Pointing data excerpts
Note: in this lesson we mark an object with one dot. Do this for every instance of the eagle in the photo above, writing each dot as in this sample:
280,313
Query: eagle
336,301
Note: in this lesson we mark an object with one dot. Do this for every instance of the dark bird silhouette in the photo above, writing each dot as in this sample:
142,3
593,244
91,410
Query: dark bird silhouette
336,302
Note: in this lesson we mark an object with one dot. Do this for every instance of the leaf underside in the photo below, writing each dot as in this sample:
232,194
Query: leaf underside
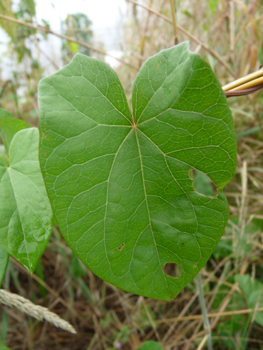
25,213
119,183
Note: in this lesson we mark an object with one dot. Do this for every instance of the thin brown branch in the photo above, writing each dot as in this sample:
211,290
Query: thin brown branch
65,37
204,46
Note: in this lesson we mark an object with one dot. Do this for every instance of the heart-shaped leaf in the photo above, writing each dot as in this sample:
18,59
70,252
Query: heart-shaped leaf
119,183
4,257
25,212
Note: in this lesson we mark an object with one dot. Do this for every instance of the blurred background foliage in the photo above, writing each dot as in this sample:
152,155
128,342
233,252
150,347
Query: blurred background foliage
228,35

▶ **WHAT IS NEEDED**
Rewrite the data from the line containing "of the dark" through the end of the data, changing "lesson" to "exercise" and keeping everything else the same. Leave the pictures out.

▶ **WRITTEN SOLUTION**
Note: in this exercise we mark an object with one dot. Do this for every instance of the dark bird silhouette in the photo above, writing each dot as in this sample:
142,3
593,244
91,410
Query: dark bird silhouette
336,302
Note: in this exercise we mark an object with one dot. Do this for every instance of the leaf underside in the photo below, writing each dot as in this sample:
232,194
Query: leaf underside
25,213
119,183
Note: in this exercise we mark an object with one dot. Do this for every instance of the thin brown branch in the photo above, writing each dot as in this sample:
211,290
Query: thin brown branch
65,37
204,46
Note: in this exercise we mark an object with one dot. Do this for every instance of the heart-shaped leaf in the photo above, writing each dot as in this sample:
18,59
70,252
Query: heart-shaped leaf
119,183
4,257
25,212
Note: in this exercise we mark an object with one dot. Do this for every instance of the blurred background foliage in the photo above, writing each dot as in this sample:
152,155
128,342
233,252
150,347
Query: blurred background foliage
228,35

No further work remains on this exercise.